(Beginning of DATA SUPPLIED)

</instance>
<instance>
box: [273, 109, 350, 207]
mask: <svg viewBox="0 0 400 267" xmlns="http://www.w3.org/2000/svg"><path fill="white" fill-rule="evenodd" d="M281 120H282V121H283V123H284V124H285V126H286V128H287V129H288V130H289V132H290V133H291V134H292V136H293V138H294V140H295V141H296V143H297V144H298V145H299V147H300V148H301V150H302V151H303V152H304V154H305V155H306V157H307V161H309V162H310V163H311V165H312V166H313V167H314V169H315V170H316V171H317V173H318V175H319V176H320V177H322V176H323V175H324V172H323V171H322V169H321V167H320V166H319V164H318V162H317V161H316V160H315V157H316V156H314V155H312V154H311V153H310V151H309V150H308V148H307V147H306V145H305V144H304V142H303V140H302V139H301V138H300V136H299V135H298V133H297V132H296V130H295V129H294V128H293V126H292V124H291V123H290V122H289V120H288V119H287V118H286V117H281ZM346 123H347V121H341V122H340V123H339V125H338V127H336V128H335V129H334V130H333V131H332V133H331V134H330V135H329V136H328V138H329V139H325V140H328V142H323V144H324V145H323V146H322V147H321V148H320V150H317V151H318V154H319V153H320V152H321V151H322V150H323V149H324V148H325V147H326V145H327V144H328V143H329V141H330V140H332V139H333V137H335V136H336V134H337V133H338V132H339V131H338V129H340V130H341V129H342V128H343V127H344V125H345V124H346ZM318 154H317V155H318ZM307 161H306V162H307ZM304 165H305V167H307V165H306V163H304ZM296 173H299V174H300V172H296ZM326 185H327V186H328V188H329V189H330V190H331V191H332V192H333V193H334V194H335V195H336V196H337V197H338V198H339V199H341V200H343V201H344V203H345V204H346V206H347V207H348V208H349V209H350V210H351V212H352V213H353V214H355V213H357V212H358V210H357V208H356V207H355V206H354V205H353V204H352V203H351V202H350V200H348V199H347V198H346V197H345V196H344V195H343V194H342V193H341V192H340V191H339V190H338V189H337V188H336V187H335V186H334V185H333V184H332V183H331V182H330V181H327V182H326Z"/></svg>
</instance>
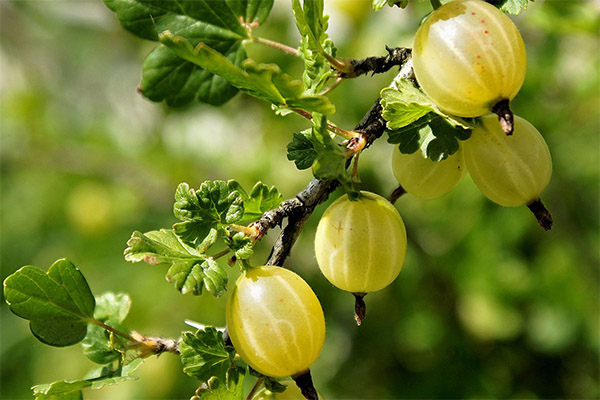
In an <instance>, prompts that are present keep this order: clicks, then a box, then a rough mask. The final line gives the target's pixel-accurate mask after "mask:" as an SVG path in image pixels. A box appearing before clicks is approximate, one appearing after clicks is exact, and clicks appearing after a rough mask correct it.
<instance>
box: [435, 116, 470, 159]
mask: <svg viewBox="0 0 600 400" xmlns="http://www.w3.org/2000/svg"><path fill="white" fill-rule="evenodd" d="M429 127H430V128H431V133H432V135H433V136H434V138H432V139H431V140H430V141H428V143H427V144H426V146H427V157H429V158H431V159H432V160H433V161H441V160H444V159H446V158H448V156H450V155H452V154H454V153H456V151H457V150H458V147H459V144H458V139H457V138H465V136H466V138H468V137H469V136H470V131H467V130H465V129H462V128H460V127H453V126H452V125H450V124H449V123H448V122H446V121H445V120H444V119H443V118H440V117H436V118H433V119H432V120H431V121H430V122H429ZM463 140H464V139H463Z"/></svg>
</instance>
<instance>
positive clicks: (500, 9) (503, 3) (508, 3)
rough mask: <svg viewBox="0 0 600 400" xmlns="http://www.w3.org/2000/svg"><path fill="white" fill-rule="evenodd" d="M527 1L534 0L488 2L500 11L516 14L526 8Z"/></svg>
mask: <svg viewBox="0 0 600 400" xmlns="http://www.w3.org/2000/svg"><path fill="white" fill-rule="evenodd" d="M529 1H534V0H493V1H490V3H492V4H493V5H495V6H496V7H498V8H499V9H500V10H501V11H502V12H505V13H507V14H514V15H518V14H520V13H521V11H523V10H525V9H526V8H527V6H528V5H529Z"/></svg>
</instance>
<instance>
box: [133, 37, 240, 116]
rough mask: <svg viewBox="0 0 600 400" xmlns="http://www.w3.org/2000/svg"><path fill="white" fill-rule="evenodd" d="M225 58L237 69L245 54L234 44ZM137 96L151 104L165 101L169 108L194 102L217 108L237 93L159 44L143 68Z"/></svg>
mask: <svg viewBox="0 0 600 400" xmlns="http://www.w3.org/2000/svg"><path fill="white" fill-rule="evenodd" d="M225 56H226V57H227V58H228V59H229V60H230V61H231V62H232V63H234V64H236V65H239V64H240V63H241V62H242V61H243V60H244V59H245V58H246V52H245V50H244V48H243V47H242V46H241V44H240V43H235V44H234V45H232V47H231V48H230V49H229V51H228V52H227V53H226V54H225ZM140 92H141V93H142V94H143V95H144V96H145V97H147V98H148V99H150V100H152V101H155V102H161V101H163V100H164V101H165V102H166V103H167V105H169V106H171V107H179V106H184V105H186V104H188V103H189V102H191V101H193V100H198V101H200V102H203V103H207V104H212V105H214V106H220V105H222V104H224V103H226V102H227V101H228V100H230V99H231V98H232V97H233V96H235V95H236V93H237V92H238V89H237V88H235V87H233V86H231V85H230V84H229V82H227V81H226V80H225V79H223V78H221V77H220V76H217V75H214V74H212V73H211V72H209V71H206V70H204V69H202V68H200V67H198V66H197V65H195V64H193V63H191V62H189V61H186V60H184V59H182V58H179V57H178V56H177V55H176V54H175V53H173V51H171V50H170V49H169V48H168V47H166V46H164V45H162V44H161V45H159V46H158V47H156V48H155V49H154V50H153V51H152V52H151V53H150V54H148V56H147V57H146V59H145V60H144V63H143V64H142V82H141V83H140Z"/></svg>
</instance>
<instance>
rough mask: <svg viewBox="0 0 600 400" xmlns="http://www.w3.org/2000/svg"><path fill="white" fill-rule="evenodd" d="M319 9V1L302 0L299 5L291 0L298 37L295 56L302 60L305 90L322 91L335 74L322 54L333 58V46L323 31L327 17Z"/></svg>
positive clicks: (330, 65) (325, 32)
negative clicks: (301, 36)
mask: <svg viewBox="0 0 600 400" xmlns="http://www.w3.org/2000/svg"><path fill="white" fill-rule="evenodd" d="M323 8H324V4H323V1H322V0H311V1H304V5H303V6H302V5H301V4H300V1H299V0H293V1H292V10H293V12H294V20H295V22H296V27H297V28H298V31H299V32H300V35H301V36H302V40H301V41H300V48H299V49H298V56H300V57H301V58H302V59H303V60H304V73H303V74H302V82H303V83H304V85H305V86H306V87H307V91H308V92H309V93H320V92H322V91H323V90H324V89H325V85H326V84H327V81H328V80H329V79H330V78H332V77H333V76H335V75H336V73H337V72H336V71H335V70H334V69H332V68H331V64H330V63H329V61H328V60H327V58H326V57H325V54H329V55H330V56H332V57H335V53H336V48H335V46H334V44H333V42H332V41H331V40H330V39H329V37H328V35H327V33H326V31H327V27H328V19H329V17H328V16H327V15H324V14H323ZM324 53H325V54H324Z"/></svg>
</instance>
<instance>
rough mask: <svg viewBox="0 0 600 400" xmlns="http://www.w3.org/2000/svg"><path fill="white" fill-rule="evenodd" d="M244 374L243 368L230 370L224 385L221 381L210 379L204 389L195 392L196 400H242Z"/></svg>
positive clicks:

(End of DATA SUPPLIED)

#### WORK REQUEST:
Retype exactly the lines from the one containing "negative clicks: (301, 36)" through the last line of the records above, including both.

#### EXERCISE ANSWER:
negative clicks: (301, 36)
mask: <svg viewBox="0 0 600 400" xmlns="http://www.w3.org/2000/svg"><path fill="white" fill-rule="evenodd" d="M323 8H324V4H323V1H322V0H311V1H304V5H303V6H302V5H301V4H300V1H299V0H293V1H292V10H293V12H294V20H295V22H296V27H297V28H298V31H299V32H300V35H301V36H302V40H301V41H300V48H299V49H298V56H300V57H301V58H302V59H303V60H304V73H303V74H302V82H303V83H304V85H305V86H306V87H307V91H308V92H309V93H320V92H322V91H323V90H324V89H325V85H326V84H327V81H328V80H329V79H330V78H332V77H333V76H335V75H336V73H337V72H336V71H335V70H334V69H332V68H331V64H330V63H329V61H328V60H327V58H326V57H325V54H329V55H330V56H332V57H335V53H336V48H335V46H334V44H333V42H332V41H331V40H330V39H329V37H328V35H327V33H326V31H327V27H328V19H329V17H328V16H327V15H324V14H323ZM324 53H325V54H324Z"/></svg>
</instance>
<instance>
rough mask: <svg viewBox="0 0 600 400" xmlns="http://www.w3.org/2000/svg"><path fill="white" fill-rule="evenodd" d="M244 374L243 368L230 370L224 385L221 381L210 379L204 389L195 392L196 400H242Z"/></svg>
positive clicks:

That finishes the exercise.